| WHAT THIS TASK INVOLVES |
Repeat every record below exactly as it appears.

[Items from a dataset]

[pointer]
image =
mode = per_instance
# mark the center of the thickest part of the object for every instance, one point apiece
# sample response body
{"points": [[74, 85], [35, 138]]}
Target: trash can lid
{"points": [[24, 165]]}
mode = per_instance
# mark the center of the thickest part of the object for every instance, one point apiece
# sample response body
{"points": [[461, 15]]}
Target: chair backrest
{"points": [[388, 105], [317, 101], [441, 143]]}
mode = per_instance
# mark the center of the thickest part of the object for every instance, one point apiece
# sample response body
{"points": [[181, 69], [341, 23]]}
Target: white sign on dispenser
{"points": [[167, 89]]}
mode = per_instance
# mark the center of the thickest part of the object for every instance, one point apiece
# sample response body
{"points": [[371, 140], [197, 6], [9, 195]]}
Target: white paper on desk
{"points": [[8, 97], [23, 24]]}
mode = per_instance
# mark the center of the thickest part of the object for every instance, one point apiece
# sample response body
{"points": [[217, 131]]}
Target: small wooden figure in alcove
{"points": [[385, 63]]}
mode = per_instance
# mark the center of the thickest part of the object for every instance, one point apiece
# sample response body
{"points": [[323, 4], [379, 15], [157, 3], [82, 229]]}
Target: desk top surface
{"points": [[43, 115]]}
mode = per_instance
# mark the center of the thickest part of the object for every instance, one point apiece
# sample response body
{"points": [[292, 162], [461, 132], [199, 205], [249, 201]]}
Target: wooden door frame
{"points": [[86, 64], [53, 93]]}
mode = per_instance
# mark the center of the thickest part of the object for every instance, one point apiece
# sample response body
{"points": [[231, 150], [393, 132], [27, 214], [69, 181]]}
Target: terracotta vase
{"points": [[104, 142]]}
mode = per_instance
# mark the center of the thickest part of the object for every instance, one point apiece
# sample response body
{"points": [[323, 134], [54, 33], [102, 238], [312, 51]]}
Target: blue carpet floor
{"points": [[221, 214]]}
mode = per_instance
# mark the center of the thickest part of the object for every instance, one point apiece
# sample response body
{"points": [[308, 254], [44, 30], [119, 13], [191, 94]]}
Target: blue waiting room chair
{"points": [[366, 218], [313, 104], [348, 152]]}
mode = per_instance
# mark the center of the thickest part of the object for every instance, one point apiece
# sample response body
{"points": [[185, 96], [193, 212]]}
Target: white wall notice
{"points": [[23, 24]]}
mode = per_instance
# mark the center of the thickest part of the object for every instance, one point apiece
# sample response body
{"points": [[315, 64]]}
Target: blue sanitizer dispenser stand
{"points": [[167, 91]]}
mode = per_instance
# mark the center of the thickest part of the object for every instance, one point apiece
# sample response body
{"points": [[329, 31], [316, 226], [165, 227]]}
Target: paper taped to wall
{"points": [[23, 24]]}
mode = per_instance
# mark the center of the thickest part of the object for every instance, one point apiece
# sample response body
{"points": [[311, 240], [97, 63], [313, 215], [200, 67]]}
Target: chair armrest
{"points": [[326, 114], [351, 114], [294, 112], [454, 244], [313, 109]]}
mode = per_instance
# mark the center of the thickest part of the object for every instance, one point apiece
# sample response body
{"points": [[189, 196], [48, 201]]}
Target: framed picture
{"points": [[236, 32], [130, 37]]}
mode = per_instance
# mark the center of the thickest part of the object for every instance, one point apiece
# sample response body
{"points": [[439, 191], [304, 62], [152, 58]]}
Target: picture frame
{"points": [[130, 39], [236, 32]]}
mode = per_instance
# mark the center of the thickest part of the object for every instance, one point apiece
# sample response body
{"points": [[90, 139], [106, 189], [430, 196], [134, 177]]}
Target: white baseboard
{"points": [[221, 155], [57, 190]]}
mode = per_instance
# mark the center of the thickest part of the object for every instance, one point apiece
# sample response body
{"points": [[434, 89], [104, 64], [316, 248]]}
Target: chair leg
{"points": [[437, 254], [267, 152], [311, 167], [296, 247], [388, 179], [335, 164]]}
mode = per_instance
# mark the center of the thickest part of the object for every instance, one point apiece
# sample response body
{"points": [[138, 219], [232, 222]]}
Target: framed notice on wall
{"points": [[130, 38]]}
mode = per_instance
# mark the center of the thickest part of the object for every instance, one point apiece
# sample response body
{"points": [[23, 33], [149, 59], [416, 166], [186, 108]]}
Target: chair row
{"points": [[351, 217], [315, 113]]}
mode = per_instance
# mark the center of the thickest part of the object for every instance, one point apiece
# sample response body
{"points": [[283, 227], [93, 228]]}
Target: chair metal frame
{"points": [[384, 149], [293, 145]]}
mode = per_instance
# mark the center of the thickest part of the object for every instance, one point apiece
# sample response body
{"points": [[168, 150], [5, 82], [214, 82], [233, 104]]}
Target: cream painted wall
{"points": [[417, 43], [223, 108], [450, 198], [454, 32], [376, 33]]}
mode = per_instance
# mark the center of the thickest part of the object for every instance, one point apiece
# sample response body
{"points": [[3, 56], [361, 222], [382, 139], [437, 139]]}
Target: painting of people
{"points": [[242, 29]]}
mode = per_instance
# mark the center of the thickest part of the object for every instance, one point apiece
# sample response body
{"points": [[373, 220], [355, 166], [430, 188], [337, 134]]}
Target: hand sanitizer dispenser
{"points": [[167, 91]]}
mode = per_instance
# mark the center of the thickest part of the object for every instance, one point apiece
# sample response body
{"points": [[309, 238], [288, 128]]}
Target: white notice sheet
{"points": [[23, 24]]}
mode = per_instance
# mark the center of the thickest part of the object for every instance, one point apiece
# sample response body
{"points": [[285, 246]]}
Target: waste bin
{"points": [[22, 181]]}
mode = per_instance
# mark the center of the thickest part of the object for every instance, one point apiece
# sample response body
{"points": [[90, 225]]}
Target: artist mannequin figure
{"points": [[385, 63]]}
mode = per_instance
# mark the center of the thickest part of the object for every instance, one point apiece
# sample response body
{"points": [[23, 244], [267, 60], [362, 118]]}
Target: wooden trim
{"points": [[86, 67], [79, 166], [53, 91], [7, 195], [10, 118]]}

| RESPONSE |
[pointer]
image =
mode = per_instance
# mark the center of the thickest part of the object for every instance, one point apiece
# sample response body
{"points": [[74, 85], [35, 138]]}
Target: trash can lid
{"points": [[24, 165]]}
mode = per_instance
# mark the center of the thickest part of the object for every instance, one point apiece
# sample response body
{"points": [[461, 15]]}
Target: chair backrest
{"points": [[388, 105], [317, 101], [441, 143]]}
mode = per_instance
# mark the center of the thickest part of the object for every instance, one point apiece
# sample response body
{"points": [[181, 69], [341, 23]]}
Target: white sign on dispenser
{"points": [[167, 89]]}
mode = per_instance
# mark the center of the thickest part of the object for every instance, one point apiece
# sample response body
{"points": [[371, 140], [197, 6], [9, 195]]}
Target: white paper on desk
{"points": [[8, 97], [23, 24]]}
mode = per_instance
# mark the center of the thickest part of the object for every instance, one point apiece
# sample response body
{"points": [[217, 131]]}
Target: small wooden figure in alcove
{"points": [[385, 63]]}
mode = per_instance
# mark the center of the thickest part of the object for every instance, one point apiece
# sample response body
{"points": [[323, 4], [379, 15], [157, 3], [82, 229]]}
Target: desk top surface
{"points": [[43, 115]]}
mode = per_instance
# mark the center of the thickest part of the object for every instance, one point apiece
# sample response body
{"points": [[292, 162], [461, 132], [199, 205], [249, 201]]}
Target: wooden door frame
{"points": [[86, 64], [53, 93]]}
mode = per_instance
# mark the center of the thickest part of the object for every instance, one point apiece
# sample response body
{"points": [[231, 150], [393, 132], [27, 214], [69, 181]]}
Target: terracotta vase
{"points": [[104, 142]]}
mode = per_instance
# mark the center of the thickest part of the object for every instance, one point apiece
# sample response body
{"points": [[323, 134], [54, 33], [102, 238], [312, 51]]}
Target: blue carpet floor
{"points": [[221, 214]]}
mode = per_instance
# mark the center of the thickest part of the object for every instance, one point apiece
# sample response body
{"points": [[308, 254], [44, 30], [119, 13], [191, 94]]}
Target: blue waiting room chair
{"points": [[366, 218], [313, 104], [348, 152]]}
mode = per_instance
# mark the center of the thickest part of the object for every instance, one point apiece
# sample response body
{"points": [[185, 96], [193, 212]]}
Target: white wall notice
{"points": [[23, 24]]}
mode = per_instance
# mark the center of the thickest part of the object for every instance, one point apiece
# sample response body
{"points": [[315, 64]]}
Target: blue sanitizer dispenser stand
{"points": [[167, 91]]}
mode = per_instance
# mark the center of the thickest part of the object for every instance, one point apiece
# sample response body
{"points": [[329, 31], [316, 226], [165, 227]]}
Target: paper taped to wall
{"points": [[23, 24]]}
mode = per_instance
# mark the center of the thickest part of the object for every instance, one point apiece
# sample response body
{"points": [[311, 240], [97, 63], [313, 215], [200, 67]]}
Target: chair armrest
{"points": [[326, 114], [351, 114], [294, 112], [454, 244], [313, 109]]}
mode = per_instance
# mark the center of the thickest part of the object for every instance, one point apiece
# sample response body
{"points": [[189, 196], [48, 201]]}
Target: framed picture
{"points": [[236, 32], [130, 37]]}
mode = per_instance
# mark the center of the thickest part of the object for every instance, one point apiece
# sample response body
{"points": [[439, 191], [304, 62], [152, 58]]}
Target: picture frame
{"points": [[130, 39], [236, 32]]}
mode = per_instance
# mark the center of the thickest part of the object for every instance, one point apiece
# sample response body
{"points": [[90, 139], [106, 189], [430, 196], [134, 177]]}
Target: white baseboard
{"points": [[221, 155], [57, 190]]}
mode = per_instance
# mark the center of the thickest part of the object for every instance, one point apiece
# sample response body
{"points": [[434, 89], [104, 64], [316, 248]]}
Target: chair leg
{"points": [[437, 254], [267, 152], [311, 167], [296, 247], [388, 179], [335, 164]]}
mode = per_instance
# mark the center of the thickest part of the object for every instance, one point apiece
# sample response body
{"points": [[138, 219], [232, 222]]}
Target: framed notice on wall
{"points": [[130, 38]]}
mode = per_instance
# mark the center of the thickest part of the object for every instance, one point apiece
# sample response body
{"points": [[23, 33], [149, 59], [416, 166], [186, 108]]}
Target: chair row
{"points": [[351, 217], [315, 113]]}
mode = per_instance
# mark the center of the thickest part of the object for every instance, one point apiece
# sample response body
{"points": [[283, 227], [93, 228]]}
Target: chair metal frame
{"points": [[384, 149], [293, 145]]}
mode = per_instance
# mark the center of the thickest part of the object for every instance, one point apiece
# sample response body
{"points": [[168, 150], [5, 82], [214, 82], [233, 104]]}
Target: cream painted wall
{"points": [[417, 43], [223, 108], [450, 198], [454, 32], [376, 33]]}
mode = per_instance
# mark the center of the thickest part of the object for every instance, one point apiece
# sample response body
{"points": [[3, 56], [361, 222], [382, 139], [437, 139]]}
Target: painting of people
{"points": [[242, 29]]}
mode = per_instance
# mark the center of the thickest part of the object for every instance, one point apiece
# sample response body
{"points": [[373, 220], [355, 166], [430, 188], [337, 134]]}
Target: hand sanitizer dispenser
{"points": [[167, 91]]}
mode = per_instance
# mark the center of the thickest part of the object for every instance, one point apiece
# sample response body
{"points": [[309, 238], [288, 128]]}
Target: white notice sheet
{"points": [[23, 24]]}
mode = per_instance
# mark the center of the thickest part of the object for every instance, one point apiece
# sample response body
{"points": [[285, 246]]}
Target: waste bin
{"points": [[22, 181]]}
mode = per_instance
# mark the center of the thickest part of the object for every instance, one point apiece
# sample response body
{"points": [[90, 225]]}
Target: artist mannequin figure
{"points": [[385, 63]]}
mode = per_instance
# mark the center of the thickest part of the object for every instance, one point apiece
# sample response body
{"points": [[23, 244], [267, 60], [362, 118]]}
Target: wooden trim
{"points": [[86, 67], [79, 166], [53, 91], [7, 195], [10, 118]]}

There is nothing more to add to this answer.